** Given records follows **

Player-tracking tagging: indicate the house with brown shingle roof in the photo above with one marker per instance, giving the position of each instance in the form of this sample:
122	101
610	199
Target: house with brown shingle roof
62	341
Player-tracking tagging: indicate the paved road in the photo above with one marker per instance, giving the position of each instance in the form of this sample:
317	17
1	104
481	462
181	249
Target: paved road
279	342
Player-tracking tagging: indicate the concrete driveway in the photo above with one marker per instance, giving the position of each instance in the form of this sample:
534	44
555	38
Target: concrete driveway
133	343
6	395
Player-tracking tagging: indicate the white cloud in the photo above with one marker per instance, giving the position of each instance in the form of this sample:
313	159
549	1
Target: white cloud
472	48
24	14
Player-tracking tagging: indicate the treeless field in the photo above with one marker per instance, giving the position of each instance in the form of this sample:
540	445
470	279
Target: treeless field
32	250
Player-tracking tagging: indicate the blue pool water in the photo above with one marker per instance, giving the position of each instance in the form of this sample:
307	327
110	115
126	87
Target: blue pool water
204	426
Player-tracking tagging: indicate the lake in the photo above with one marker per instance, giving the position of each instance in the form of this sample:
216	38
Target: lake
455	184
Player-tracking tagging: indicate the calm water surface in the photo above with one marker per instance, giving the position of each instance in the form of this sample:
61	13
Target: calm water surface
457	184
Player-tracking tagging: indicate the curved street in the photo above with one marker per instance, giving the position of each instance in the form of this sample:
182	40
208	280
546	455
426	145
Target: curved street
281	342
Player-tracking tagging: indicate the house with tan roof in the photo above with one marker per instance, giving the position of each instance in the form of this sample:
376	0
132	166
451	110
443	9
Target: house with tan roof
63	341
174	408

** End of Given records **

All entries given above are to be printed again exactly.

- _Reply_
Player-tracking tagging: indicate the house with brown shingle roof in the photo above with one marker per instance, giving the position of each instance in the form of this sample:
122	101
610	199
Target: house with brown shingle roof
62	341
Player-tracking tagging: indicate the paved road in the photo above with one marker per instance, giving the position of each instance in the form of this sample:
317	17
1	104
481	462
181	249
Target: paved road
279	342
Player-tracking tagging: indicate the concrete driveway in the photo above with one marker per instance, giving the position of each instance in the form of this sample:
534	44
555	38
Target: concrete driveway
133	343
6	395
Player-tracking tagging: indicate the white cloud in the photo above with one marker per instance, giving the position of each instance in the form of this sample:
313	159
549	1
Target: white cloud
472	48
24	14
Player-tracking tagging: indicate the treeless field in the photo above with one marker per instance, giving the position of each instance in the form of this sample:
540	445
470	279
Target: treeless field
32	250
Player-tracking tagging: indicate the blue pool water in the photo above with one marker per instance, giving the position of each instance in the form of this sample:
307	327
110	115
126	87
Target: blue pool water
204	426
Player-tracking tagging: indicate the lake in the photo above with one marker per instance, giving the position of each instance in the form of this sample:
216	38
Target: lake
455	184
Player-tracking tagging: indicate the calm water surface in the photo above with one marker per instance, giving the position of each instance in the form of this sample:
61	13
Target: calm water surface
457	184
Player-tracking tagging: indicate the curved street in the photo above with one marker per instance, giving the position of each instance in the form of this sample:
182	40
208	280
546	455
426	145
Target: curved street
281	342
Player-tracking tagging: indicate the house with tan roof in the photo above with one marker per instance, giving the position of each instance in the form of this sample:
376	0
132	166
451	110
443	9
Target: house with tan roof
63	341
174	408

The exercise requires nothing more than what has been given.